(Records)
* * * * * * * * *
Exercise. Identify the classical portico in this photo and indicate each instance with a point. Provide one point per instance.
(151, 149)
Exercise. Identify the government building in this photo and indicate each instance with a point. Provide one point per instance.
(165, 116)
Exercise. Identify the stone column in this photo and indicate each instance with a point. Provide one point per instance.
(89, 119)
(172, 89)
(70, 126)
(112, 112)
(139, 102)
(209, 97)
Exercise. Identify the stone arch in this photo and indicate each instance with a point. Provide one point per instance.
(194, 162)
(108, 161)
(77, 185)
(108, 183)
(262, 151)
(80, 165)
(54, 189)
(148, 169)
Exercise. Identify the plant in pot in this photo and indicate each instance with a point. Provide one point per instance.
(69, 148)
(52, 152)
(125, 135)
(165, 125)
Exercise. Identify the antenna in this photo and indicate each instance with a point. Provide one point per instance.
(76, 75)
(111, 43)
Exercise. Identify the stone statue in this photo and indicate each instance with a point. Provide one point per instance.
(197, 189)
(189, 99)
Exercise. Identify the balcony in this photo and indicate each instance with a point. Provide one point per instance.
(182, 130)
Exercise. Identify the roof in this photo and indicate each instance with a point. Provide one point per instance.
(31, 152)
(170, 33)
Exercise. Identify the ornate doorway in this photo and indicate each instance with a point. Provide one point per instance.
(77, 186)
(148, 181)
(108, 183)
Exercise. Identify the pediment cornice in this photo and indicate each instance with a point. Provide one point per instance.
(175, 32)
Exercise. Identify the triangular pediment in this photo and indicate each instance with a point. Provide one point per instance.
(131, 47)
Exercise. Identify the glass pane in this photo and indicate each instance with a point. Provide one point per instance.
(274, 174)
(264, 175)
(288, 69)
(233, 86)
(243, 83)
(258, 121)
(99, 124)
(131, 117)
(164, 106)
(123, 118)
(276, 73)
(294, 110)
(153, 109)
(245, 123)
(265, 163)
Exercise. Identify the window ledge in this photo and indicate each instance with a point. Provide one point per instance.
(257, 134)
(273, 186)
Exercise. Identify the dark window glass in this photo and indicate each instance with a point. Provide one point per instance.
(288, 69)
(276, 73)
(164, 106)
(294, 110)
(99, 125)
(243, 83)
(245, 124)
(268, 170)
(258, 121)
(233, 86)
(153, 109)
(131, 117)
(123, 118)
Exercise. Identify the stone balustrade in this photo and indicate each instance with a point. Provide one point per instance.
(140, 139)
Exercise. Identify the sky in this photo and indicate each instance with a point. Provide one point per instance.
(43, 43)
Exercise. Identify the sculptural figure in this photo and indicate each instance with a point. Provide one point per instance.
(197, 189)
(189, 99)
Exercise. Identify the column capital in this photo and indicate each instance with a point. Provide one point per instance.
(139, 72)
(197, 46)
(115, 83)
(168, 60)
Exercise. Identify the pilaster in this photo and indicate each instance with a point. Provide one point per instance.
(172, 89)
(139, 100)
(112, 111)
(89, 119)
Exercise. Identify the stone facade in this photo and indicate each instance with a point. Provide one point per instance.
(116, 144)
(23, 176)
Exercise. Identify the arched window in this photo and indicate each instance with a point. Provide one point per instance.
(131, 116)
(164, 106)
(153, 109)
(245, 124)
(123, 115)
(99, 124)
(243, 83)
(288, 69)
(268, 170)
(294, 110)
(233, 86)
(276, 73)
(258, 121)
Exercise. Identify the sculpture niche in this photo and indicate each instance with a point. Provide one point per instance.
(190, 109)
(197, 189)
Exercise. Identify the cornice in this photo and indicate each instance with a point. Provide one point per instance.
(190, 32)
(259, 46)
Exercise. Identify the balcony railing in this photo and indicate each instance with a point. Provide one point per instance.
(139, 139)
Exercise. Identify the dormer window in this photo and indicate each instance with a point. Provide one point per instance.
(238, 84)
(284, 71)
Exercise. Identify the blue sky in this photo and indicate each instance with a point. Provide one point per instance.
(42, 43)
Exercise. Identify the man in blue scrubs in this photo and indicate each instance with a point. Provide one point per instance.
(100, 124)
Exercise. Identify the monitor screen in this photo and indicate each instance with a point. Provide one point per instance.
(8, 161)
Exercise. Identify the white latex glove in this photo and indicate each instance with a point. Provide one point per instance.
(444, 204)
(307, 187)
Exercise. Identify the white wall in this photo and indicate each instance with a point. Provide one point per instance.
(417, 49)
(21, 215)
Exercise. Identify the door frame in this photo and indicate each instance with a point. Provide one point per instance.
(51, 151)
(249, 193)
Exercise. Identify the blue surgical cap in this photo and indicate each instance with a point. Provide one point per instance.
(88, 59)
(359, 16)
* * * * * * * * *
= Set problem =
Turn all of the entries above into a numbered list, skipping any blank lines.

= Solution to this task =
1. Exercise. Identify the classical portico in this photo and indicate each instance with a point. Provide one point per instance.
2. (151, 149)
3. Exercise. Identify the government building in this photo and indicate each instance with a point. Provide one point per instance.
4. (165, 116)
5. Exercise. Identify the stone column in this photo and indicate each instance with a point. Provide one point per instance.
6. (89, 119)
7. (172, 89)
8. (70, 126)
9. (112, 112)
10. (139, 102)
11. (209, 97)
12. Exercise. Identify the stone arch in this photo and indicate each instance with a point. Provide one point per instance.
13. (194, 162)
14. (108, 161)
15. (77, 185)
16. (108, 183)
17. (262, 151)
18. (80, 165)
19. (54, 189)
20. (148, 169)
21. Exercise. Identify the plant in pot in this photo and indicate each instance with a point. Provide one point per instance.
22. (69, 148)
23. (52, 152)
24. (125, 135)
25. (165, 125)
26. Exercise. Identify the antenna in this photo and indicate each instance with a point. Provide one point per instance.
27. (76, 75)
28. (111, 43)
29. Exercise. Identify the stone statue in this photo and indicate each instance with a point. Provide one point per instance.
30. (197, 189)
31. (189, 99)
32. Exercise. Identify the balcony in this photo and indicate each instance with a point. Provide one point per instance.
33. (182, 130)
34. Exercise. Identify the roof in this photo and indicate each instance with a point. Provide one point per instance.
35. (31, 152)
36. (170, 33)
37. Exercise. Identify the ornate doorway in this photo and indicate each instance with a point. Provide one point per instance.
38. (77, 186)
39. (148, 181)
40. (108, 183)
41. Exercise. Identify the pediment cornice in this photo and indicate each instance with a point. Provide one point per instance.
42. (175, 32)
43. Exercise. Identify the triangular pediment in this photo and indicate each instance with a point. Provide one point per instance.
44. (131, 47)
45. Exercise. Identify the glass pane in this photo and indicate each instance with a point. Provide one point per instance.
46. (274, 174)
47. (264, 175)
48. (288, 69)
49. (233, 86)
50. (243, 83)
51. (258, 121)
52. (99, 124)
53. (131, 117)
54. (164, 106)
55. (123, 118)
56. (276, 73)
57. (294, 110)
58. (153, 109)
59. (245, 123)
60. (265, 163)
61. Exercise. Identify the window ledge in this photo and indicate each instance with a point. Provide one point per instance.
62. (257, 134)
63. (273, 186)
64. Exercise. Identify the dark window glass in this photo and indicate each instance with a point. Provide one point per instance.
65. (288, 69)
66. (276, 73)
67. (164, 106)
68. (294, 110)
69. (99, 125)
70. (243, 83)
71. (245, 124)
72. (268, 170)
73. (258, 121)
74. (233, 86)
75. (153, 109)
76. (131, 117)
77. (123, 118)
78. Exercise. Identify the stone balustrade in this photo and indicate each instance with a point. Provide one point per instance.
79. (140, 139)
80. Exercise. Identify the sky in this photo and indicate each instance with a point. Provide one point per instance.
81. (43, 43)
82. Exercise. Identify the sculptural figure in this photo and indicate each instance with a point. Provide one point per instance.
83. (197, 189)
84. (189, 99)
85. Exercise. Identify the column capital in this photo and indicate each instance with a point. Provide one point per instance.
86. (139, 72)
87. (197, 46)
88. (115, 83)
89. (168, 60)
90. Exercise. Identify the pilaster in this photo and indicate each instance with a point. Provide one point per instance.
91. (172, 89)
92. (139, 100)
93. (112, 111)
94. (89, 119)
95. Exercise. Identify the stone facade in this photo and indicate each instance with a point. Provide one point per instance.
96. (116, 144)
97. (23, 176)
98. Exercise. Identify the arched window in this photo and indicate each instance with a point. Provide one point per instance.
99. (131, 116)
100. (164, 106)
101. (153, 109)
102. (245, 124)
103. (123, 115)
104. (99, 124)
105. (243, 83)
106. (288, 69)
107. (268, 170)
108. (294, 110)
109. (233, 86)
110. (276, 73)
111. (258, 121)
112. Exercise. Identify the sculpture niche in this photo and indicate each instance with a point. Provide one point per instance.
113. (190, 109)
114. (197, 189)
115. Exercise. Identify the cornice in this photo and indicate each instance with a point. Provide one point per instance.
116. (190, 32)
117. (259, 46)
118. Exercise. Identify the balcony railing in this photo and indicate each instance with a point. Provide one point per instance.
119. (139, 139)
120. Exercise. Identify the dormer window in this photo and indicate each instance with a point. Provide one point per instance.
121. (238, 84)
122. (284, 71)
123. Exercise. Identify the blue sky in this photo and indicate each instance with a point. Provide one point per instance.
124. (42, 43)
125. Exercise. Identify the man in blue scrubs in this photo and indicate each instance with a point. Provide one point per instance.
126. (100, 124)
127. Exercise. Identify the monitor screen in this photo and indicate each instance with a point. Provide one point per instance.
128. (8, 161)
129. Exercise. Identify the white latex glove in this photo and indicate each instance with a point. Provide one point per instance.
130. (444, 204)
131. (307, 187)
132. Exercise. Identify the white wall in this photo and indicate each instance with a point. Provide one point per instance.
133. (417, 49)
134. (21, 215)
135. Exercise. Identify the door frame in this photo and indicate each instance with a point. Provide one point per instance.
136. (51, 151)
137. (249, 193)
138. Exercise. Identify the blue surgical cap in this photo and indicate each instance with a point. Provide one point per instance.
139. (88, 59)
140. (359, 16)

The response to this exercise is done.